[Available data]:
━━━━━━━━━━━━━━━━━━━━━━━━━━━━━━
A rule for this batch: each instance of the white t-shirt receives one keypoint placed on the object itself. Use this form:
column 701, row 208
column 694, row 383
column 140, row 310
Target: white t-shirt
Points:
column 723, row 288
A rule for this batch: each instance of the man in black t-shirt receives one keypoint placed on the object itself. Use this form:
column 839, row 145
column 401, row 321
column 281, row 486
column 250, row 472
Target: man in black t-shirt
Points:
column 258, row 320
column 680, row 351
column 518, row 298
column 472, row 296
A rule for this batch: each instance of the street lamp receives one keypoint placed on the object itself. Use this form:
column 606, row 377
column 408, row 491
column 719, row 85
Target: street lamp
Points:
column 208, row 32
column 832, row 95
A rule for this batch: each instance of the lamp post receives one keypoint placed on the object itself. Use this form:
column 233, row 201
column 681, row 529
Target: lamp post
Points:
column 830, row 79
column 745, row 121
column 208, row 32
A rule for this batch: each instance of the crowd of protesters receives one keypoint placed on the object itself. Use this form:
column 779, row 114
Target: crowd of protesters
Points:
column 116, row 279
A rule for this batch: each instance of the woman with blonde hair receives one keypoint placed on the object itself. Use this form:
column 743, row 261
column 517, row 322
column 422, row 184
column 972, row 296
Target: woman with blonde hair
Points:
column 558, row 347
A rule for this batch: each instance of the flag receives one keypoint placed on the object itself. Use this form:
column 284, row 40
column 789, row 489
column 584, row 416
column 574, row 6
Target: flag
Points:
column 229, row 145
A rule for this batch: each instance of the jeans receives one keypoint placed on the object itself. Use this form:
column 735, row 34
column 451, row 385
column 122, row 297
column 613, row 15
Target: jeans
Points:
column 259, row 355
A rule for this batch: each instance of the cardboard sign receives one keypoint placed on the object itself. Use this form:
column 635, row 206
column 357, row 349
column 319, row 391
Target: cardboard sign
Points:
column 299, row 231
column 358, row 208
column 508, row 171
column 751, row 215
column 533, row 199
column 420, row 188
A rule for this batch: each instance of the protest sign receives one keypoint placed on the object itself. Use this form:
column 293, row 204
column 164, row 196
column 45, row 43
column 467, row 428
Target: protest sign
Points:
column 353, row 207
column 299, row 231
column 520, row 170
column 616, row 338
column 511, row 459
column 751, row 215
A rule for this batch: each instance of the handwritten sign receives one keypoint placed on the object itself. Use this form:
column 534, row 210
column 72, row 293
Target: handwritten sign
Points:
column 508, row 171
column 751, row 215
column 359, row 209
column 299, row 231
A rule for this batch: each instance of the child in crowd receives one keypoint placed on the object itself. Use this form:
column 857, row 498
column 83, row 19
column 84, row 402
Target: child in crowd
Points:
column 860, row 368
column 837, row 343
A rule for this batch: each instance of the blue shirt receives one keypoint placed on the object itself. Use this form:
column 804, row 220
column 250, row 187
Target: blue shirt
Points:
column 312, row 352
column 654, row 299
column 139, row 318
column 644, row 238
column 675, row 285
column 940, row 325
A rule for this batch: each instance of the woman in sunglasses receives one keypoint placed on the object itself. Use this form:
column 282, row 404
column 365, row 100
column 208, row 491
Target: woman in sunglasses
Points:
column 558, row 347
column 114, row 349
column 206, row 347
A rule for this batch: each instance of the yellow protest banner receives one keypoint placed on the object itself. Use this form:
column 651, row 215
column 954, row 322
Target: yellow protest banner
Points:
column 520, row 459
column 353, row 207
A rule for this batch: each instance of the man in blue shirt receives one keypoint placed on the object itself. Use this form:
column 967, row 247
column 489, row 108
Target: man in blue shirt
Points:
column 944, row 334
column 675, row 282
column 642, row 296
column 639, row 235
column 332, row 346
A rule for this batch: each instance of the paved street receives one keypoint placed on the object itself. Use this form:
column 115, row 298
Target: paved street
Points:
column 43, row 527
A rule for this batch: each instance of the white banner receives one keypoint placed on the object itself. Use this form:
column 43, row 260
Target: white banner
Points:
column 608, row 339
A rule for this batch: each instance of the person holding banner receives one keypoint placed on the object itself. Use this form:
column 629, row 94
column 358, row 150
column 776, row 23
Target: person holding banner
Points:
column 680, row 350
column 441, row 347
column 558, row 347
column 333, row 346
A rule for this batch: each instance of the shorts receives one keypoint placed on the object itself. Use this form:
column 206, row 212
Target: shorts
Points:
━━━━━━━━━━━━━━━━━━━━━━━━━━━━━━
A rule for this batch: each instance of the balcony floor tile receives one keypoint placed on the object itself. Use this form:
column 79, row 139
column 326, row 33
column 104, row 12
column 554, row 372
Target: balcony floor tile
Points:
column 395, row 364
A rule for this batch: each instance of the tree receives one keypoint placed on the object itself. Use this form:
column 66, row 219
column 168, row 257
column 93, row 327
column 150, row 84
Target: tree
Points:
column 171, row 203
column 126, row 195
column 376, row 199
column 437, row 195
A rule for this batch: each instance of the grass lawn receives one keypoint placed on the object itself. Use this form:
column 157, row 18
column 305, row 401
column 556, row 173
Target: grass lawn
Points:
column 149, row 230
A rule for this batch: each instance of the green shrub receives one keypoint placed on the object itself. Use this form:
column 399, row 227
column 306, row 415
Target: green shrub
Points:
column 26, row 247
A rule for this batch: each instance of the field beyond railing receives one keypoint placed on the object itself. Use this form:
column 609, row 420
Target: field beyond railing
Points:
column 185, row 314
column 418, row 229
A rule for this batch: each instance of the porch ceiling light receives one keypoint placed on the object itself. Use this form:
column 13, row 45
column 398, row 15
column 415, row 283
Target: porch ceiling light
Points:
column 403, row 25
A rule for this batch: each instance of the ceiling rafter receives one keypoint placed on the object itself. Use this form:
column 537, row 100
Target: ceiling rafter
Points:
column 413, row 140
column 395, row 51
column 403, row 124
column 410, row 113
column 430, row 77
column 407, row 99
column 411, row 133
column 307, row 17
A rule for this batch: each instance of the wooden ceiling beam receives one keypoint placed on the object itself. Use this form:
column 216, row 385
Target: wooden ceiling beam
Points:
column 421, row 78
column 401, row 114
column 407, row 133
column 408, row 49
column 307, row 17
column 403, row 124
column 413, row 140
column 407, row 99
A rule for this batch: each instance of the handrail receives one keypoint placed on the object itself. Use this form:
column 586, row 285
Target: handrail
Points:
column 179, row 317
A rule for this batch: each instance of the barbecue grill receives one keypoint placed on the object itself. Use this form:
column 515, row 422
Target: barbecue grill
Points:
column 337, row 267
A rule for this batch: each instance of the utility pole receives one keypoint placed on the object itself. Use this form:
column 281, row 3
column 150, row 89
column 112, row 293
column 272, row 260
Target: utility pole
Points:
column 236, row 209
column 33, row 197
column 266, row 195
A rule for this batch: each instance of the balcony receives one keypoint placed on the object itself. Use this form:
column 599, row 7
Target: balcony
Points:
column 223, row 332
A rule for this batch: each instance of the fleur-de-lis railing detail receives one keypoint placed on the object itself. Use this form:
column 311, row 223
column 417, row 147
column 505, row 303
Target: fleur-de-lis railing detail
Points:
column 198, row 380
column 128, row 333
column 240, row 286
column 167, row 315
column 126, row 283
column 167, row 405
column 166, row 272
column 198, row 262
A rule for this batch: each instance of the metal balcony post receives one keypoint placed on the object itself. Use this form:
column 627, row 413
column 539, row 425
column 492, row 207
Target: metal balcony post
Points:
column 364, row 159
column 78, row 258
━━━━━━━━━━━━━━━━━━━━━━━━━━━━━━
[About this exercise]:
Please output exactly the lines between the one holding "A rule for this batch: each instance of the white t-shirt" and the one holding "Target: street lamp" in the records above, inclusive, and nothing more.

[Expected answer]:
A rule for this batch: each instance of the white t-shirt receives one keypoint placed on the object itself. Use this form:
column 701, row 208
column 694, row 383
column 140, row 310
Target: white t-shirt
Points:
column 723, row 288
A rule for this batch: each instance of the man in black t-shirt receives one keypoint placed on the object itself. Use this form:
column 839, row 145
column 401, row 321
column 281, row 486
column 250, row 472
Target: man in black t-shirt
Points:
column 258, row 320
column 680, row 351
column 518, row 298
column 472, row 296
A rule for this batch: each instance of the street lamp receives one keypoint placed on the object itself. Use this form:
column 606, row 377
column 408, row 491
column 719, row 85
Target: street lamp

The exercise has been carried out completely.